- [DIRECTIVES]:
- 1) In the roofscape passage, what can make one roof part distinguishable from another?
- 2) Pick up the passage on urban roofscapes after its final sentence and carry it on.

- [PAGE EXTRACT]:
/---
As buildings cover a considerable area of the urban environment, the roofscape plays a vital role in supporting sustainable urban development [1]. Roofs hold a myriad of potential uses, including civic spaces, urban farms, rainwater harvesting, and solar power. Strategic design choices of the roofscape, such as material type and coverage, are therefore instrumental in regulating the urban energy budget, storm water management, and local food systems. For instance, popular incentives include installing solar panels to aid in achieving a net-zero energy consumption, thermal insulation to reduce building energy use and thus their carbon footprint, and green roofs to contribute to reducing traffic noise, improving air quality and urban biodiversity, and mitigating the urban heat island effect.

To assess the current status and future potential of the sustainable roofscape, accurate and up-to-date information on the spatial distribution and topology of rooftops is needed. Simple building contour maps can often be found from open-source databases (e.g., OpenStreetMap or local governments). However, more detailed maps of individual roofparts are lacking. We define a roof part here as a semantic instance within a larger roof complex, distinguishable from other roof parts by a difference in inclination, height, roof material, or any other kind of roof-part edge. Following this definition, we consider a roof part to be different from a roofplane, as a roofplane may, for instance, be constituted of different roof parts, e.g., neighboring houses in ribbon development may share the same roofplane that comprises different roof parts separated by gutters. Such more refined maps are needed to facilitate the construction of geographic information systems (GISs) linking attributes to the roof parts, including the surface area, inclination, position, roof material, thermal insulation, degradation state, and mounted objects (e.g., solar panels, air conditioners, satellite dishes), and would allow for better estimates of the solar photovoltaic and green potential of a roofscape. Since mapping roof parts for large areas is a tedious and time-consuming task, automated methodologies are necessary. However, to the best of our knowledge, no end-to-end methodology has yet been proposed for the efficient automated extraction of roof-part maps on a large scale.
\---
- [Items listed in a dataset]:
/---
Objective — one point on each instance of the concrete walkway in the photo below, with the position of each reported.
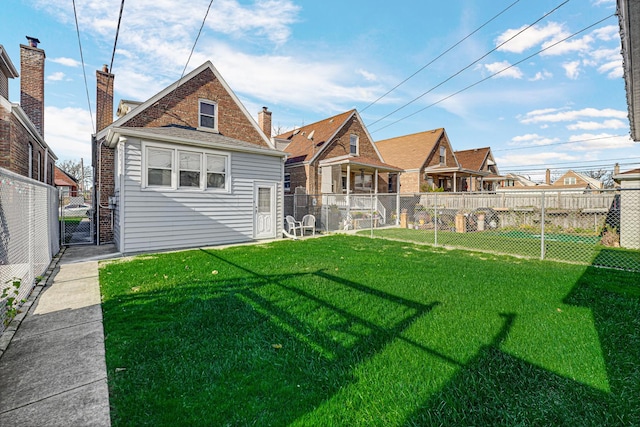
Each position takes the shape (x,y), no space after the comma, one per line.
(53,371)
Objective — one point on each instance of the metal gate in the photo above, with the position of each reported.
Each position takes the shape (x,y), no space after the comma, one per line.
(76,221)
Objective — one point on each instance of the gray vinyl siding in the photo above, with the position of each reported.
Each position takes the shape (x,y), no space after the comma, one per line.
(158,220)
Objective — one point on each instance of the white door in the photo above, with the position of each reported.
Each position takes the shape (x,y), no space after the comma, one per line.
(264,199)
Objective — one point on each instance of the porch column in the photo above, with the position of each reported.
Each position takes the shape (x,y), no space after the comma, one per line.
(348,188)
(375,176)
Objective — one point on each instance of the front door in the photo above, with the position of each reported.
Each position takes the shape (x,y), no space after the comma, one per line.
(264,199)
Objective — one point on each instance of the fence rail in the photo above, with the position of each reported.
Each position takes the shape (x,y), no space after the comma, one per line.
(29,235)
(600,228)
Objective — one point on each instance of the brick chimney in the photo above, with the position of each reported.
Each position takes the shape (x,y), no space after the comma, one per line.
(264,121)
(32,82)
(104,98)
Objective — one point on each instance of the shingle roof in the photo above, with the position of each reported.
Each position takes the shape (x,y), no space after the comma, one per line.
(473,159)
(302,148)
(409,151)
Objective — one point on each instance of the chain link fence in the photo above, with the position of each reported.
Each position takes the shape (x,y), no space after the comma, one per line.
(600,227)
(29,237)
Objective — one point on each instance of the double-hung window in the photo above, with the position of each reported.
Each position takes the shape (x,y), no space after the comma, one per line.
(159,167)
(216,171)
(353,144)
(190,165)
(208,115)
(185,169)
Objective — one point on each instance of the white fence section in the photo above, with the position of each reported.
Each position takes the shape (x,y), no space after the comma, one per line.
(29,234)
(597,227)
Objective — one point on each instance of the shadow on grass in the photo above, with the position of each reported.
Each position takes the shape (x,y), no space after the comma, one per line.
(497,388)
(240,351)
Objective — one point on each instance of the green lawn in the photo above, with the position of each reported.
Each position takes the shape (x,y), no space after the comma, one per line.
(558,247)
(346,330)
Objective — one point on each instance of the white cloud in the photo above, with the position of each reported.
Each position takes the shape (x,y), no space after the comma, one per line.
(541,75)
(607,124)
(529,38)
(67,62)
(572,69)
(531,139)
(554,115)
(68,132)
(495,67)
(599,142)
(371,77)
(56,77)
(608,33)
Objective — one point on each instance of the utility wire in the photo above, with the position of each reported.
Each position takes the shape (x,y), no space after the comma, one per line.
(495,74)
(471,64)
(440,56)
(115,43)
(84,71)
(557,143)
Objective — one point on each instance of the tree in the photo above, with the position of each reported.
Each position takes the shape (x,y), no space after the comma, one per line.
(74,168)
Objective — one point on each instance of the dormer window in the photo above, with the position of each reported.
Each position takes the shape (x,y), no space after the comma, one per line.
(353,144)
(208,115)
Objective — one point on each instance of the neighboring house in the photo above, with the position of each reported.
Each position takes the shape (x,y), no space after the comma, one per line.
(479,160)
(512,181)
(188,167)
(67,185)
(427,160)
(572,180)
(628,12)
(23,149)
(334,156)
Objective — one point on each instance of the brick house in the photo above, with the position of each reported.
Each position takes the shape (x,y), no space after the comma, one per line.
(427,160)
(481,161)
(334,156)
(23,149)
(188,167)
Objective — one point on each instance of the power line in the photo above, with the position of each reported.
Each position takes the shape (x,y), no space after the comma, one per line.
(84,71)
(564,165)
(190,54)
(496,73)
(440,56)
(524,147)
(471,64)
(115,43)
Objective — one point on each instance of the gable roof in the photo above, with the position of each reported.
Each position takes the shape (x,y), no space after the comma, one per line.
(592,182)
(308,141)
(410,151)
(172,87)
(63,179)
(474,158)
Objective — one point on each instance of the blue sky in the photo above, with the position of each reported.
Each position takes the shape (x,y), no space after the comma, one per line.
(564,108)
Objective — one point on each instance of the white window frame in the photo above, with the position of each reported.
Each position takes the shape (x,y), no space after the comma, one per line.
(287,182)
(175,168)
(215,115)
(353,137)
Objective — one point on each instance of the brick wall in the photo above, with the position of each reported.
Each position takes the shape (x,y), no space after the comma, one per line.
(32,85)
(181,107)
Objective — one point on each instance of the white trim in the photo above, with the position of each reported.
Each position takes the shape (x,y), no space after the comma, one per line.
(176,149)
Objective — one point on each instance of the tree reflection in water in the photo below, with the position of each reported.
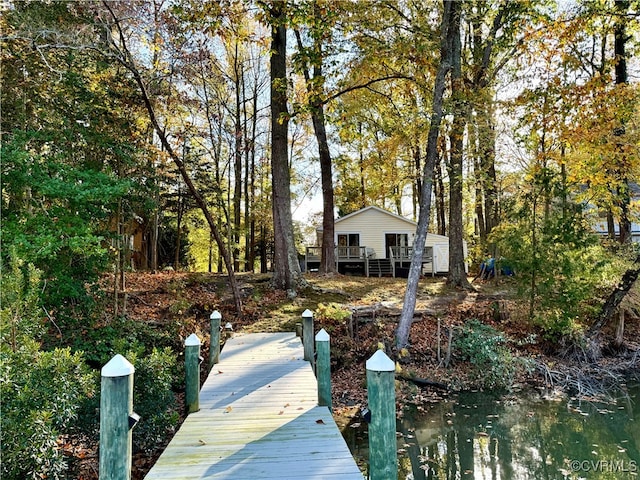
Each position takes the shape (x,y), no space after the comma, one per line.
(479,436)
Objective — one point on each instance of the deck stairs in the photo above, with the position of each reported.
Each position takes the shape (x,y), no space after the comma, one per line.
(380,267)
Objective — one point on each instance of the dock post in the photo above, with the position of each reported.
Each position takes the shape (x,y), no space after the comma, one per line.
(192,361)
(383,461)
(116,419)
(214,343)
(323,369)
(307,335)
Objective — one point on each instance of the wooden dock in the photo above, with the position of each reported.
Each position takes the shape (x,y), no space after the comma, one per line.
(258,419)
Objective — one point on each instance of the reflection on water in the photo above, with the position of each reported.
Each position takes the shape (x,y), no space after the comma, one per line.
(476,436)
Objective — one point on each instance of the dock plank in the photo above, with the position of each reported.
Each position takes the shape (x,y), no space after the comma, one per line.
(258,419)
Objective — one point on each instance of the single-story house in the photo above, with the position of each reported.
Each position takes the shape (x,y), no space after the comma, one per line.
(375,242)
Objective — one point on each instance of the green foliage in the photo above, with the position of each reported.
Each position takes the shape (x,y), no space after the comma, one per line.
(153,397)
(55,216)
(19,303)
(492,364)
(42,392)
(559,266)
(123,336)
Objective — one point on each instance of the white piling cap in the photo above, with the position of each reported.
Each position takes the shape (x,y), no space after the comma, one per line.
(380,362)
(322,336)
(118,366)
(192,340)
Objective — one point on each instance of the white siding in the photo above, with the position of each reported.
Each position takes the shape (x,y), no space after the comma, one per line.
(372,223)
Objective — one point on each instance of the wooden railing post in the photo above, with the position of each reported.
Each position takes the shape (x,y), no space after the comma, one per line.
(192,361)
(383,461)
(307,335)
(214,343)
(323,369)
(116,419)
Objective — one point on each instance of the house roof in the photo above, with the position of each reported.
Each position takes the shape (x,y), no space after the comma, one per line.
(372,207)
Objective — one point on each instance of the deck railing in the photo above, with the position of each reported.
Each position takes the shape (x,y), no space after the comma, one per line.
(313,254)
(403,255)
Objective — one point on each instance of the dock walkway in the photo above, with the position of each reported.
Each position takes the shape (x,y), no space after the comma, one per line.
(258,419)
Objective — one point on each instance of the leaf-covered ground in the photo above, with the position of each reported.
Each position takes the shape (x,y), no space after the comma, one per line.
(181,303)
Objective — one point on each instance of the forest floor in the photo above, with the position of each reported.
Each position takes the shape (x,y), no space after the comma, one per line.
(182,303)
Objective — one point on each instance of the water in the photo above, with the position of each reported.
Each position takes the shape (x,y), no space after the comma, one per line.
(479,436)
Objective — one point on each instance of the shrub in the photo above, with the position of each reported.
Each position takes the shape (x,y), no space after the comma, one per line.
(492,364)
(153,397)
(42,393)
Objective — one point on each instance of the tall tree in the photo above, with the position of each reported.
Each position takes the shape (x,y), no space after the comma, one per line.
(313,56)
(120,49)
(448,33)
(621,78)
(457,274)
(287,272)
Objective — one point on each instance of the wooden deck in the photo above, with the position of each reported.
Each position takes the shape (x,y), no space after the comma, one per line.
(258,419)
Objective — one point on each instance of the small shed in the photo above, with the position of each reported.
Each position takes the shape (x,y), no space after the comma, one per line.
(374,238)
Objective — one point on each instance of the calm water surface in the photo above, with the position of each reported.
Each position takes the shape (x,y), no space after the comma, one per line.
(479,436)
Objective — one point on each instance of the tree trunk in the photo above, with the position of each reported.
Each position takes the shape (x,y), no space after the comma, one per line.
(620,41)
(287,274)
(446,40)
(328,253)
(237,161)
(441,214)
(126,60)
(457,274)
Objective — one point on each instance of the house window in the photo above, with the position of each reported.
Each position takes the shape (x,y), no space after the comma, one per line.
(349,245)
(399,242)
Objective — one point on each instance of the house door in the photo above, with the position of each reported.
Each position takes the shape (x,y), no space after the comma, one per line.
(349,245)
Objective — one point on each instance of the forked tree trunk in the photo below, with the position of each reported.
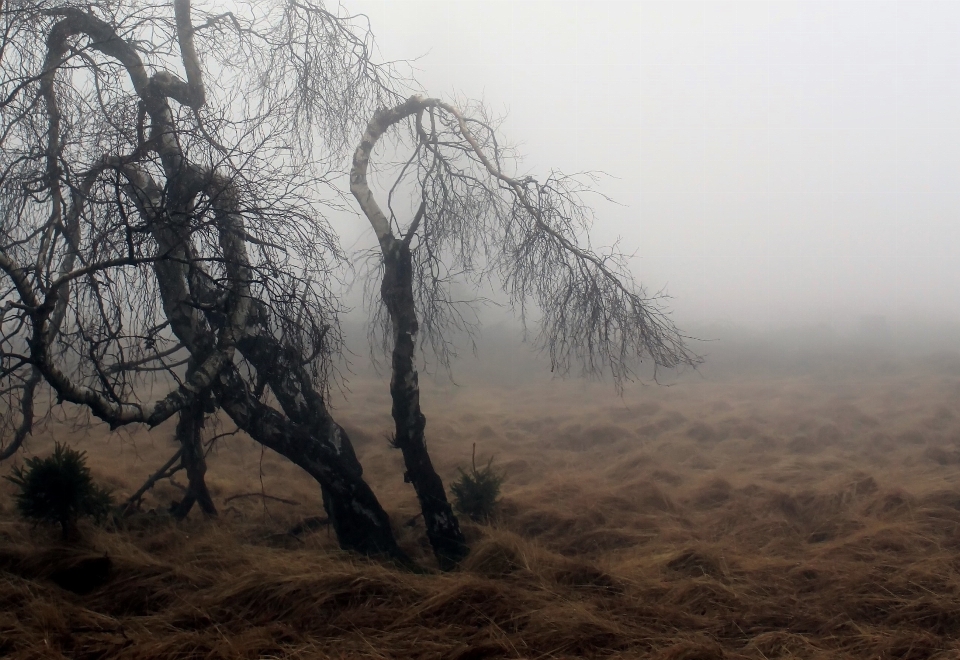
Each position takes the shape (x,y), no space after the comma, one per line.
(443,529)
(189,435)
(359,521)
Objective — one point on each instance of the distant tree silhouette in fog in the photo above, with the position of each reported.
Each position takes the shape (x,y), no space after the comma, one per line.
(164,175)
\---
/---
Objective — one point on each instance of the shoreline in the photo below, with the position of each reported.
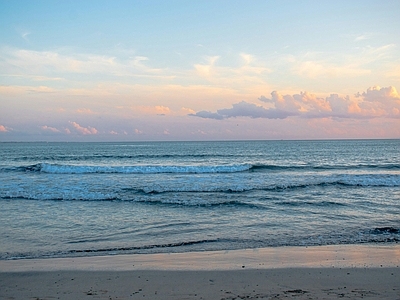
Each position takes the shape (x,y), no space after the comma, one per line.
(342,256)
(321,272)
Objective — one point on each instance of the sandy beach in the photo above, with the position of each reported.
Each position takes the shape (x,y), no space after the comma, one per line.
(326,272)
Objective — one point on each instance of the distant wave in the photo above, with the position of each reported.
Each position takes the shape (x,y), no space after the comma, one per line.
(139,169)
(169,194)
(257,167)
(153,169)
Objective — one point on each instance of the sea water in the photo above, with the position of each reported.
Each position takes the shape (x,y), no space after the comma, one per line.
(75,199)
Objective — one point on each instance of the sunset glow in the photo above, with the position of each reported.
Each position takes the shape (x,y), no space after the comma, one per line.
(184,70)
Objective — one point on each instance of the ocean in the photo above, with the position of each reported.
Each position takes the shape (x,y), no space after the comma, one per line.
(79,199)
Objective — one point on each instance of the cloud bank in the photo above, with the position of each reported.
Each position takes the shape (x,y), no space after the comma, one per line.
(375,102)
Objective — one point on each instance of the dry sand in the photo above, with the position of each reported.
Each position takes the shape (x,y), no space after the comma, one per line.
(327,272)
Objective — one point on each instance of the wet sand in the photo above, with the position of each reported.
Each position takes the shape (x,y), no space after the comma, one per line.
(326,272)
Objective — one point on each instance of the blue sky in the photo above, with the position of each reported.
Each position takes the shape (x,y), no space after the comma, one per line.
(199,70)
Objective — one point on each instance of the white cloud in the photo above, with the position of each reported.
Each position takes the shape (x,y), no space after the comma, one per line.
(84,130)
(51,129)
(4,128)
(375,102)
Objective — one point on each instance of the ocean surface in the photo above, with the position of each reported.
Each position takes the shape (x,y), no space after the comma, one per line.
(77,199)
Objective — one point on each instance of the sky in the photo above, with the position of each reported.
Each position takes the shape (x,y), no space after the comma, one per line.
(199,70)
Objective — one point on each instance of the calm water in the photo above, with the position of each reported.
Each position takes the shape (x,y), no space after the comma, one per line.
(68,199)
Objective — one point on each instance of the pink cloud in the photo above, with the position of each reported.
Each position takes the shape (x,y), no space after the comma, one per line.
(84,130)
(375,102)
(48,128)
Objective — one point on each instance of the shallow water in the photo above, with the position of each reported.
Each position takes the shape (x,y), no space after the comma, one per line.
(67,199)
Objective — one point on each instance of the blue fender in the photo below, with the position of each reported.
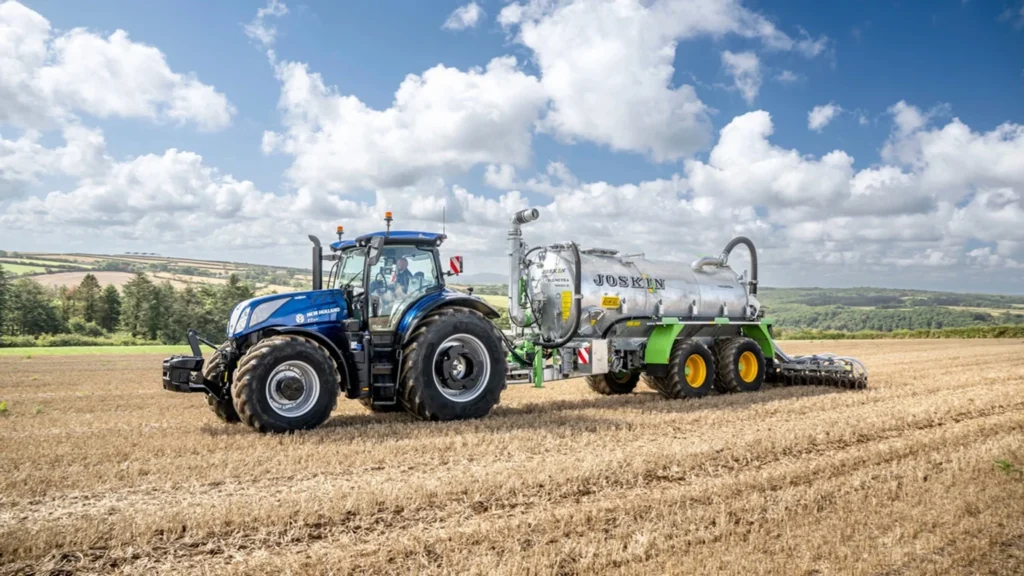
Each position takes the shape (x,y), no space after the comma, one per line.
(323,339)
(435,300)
\---
/---
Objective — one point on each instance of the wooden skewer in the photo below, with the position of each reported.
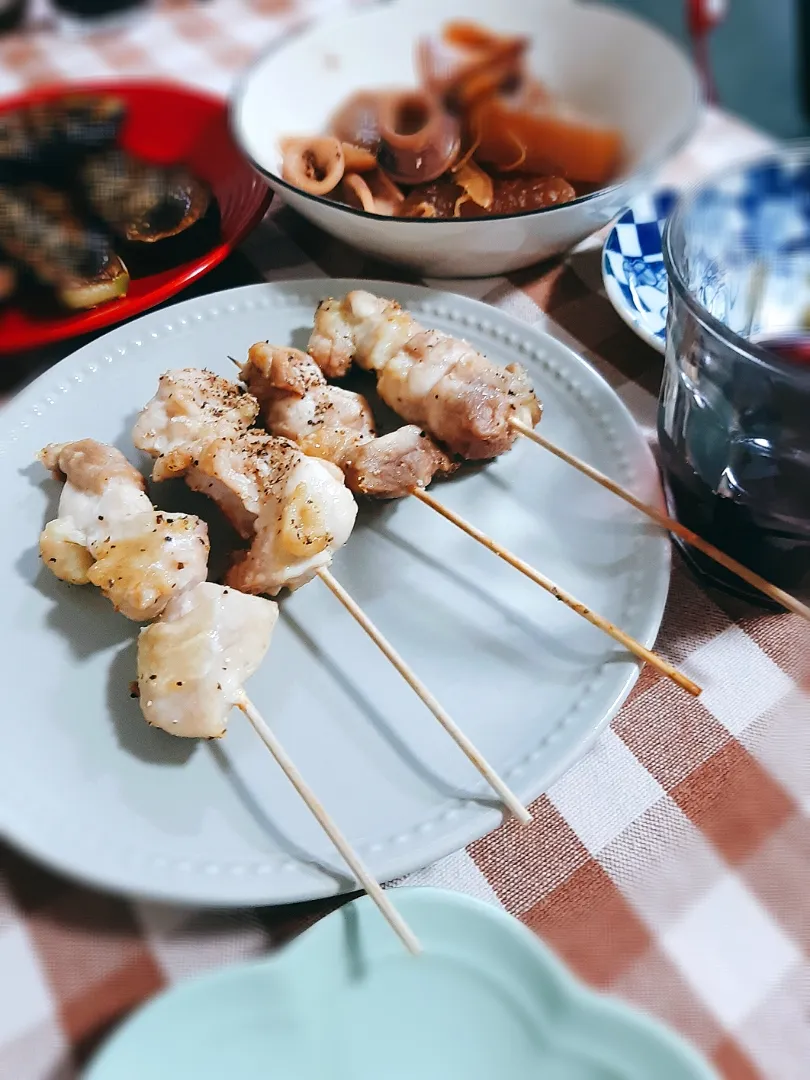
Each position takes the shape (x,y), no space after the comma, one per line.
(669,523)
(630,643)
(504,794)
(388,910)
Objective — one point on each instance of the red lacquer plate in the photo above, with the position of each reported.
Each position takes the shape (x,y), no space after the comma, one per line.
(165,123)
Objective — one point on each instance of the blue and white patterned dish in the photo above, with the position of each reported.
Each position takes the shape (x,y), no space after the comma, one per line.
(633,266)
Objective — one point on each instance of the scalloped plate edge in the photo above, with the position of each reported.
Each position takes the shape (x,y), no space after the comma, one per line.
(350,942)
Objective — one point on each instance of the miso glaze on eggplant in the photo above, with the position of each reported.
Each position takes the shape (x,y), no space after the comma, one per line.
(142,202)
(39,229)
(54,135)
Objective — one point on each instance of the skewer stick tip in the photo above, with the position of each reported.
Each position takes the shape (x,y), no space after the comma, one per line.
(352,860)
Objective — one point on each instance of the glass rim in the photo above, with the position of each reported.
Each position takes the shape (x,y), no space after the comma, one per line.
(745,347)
\---
- [RESPONSES TO THE EXERCISE]:
- 1) A difference in inclination, height, roof material, or any other kind of roof-part edge.

- 2)
Undeniably, deep learning has become the tool of choice for the automated supervised image analysis of airborne and spaceborne Earth observation (EO) imagery, be it for object detection, semantic segmentation, or instance segmentation [2]. Largely driven by data availability, the majority of research concerned with applying deep learning for rooftop mapping focuses on either (1) building footprint extraction from RGB (ortho-)images [3], sometimes combined with LiDAR-derived 2D height maps [4,5], or (2) roof-plane segmentation from LiDAR point clouds [6,7,8,9,10]. Research on the first application is predominantly propelled by well-known open-source datasets such as Vaihingen [11], the Inria Aerial Image Labelling Dataset [12] or the more recent SemCity Toulouse [13]. The scope of these studies is solely to segment complete rooftop instances and not individual roof parts that constitute the rooftops. The smaller body of research focusing on the second application uses smaller datasets, as LiDAR is more costly and complex to acquire than optical imagery. Arguably, this render LiDAR a suboptimal choice for large-scale high-resolution problem settings. Therefore, in this paper we compare using only LiDAR-derived height data (i.e., a digital elevation model (DEM)) with using only RGB orthoimagery, and show that, for our case, the latter outperformed the former. Additionally, we investigate the added value of combining these two data sources (RGB + DEM).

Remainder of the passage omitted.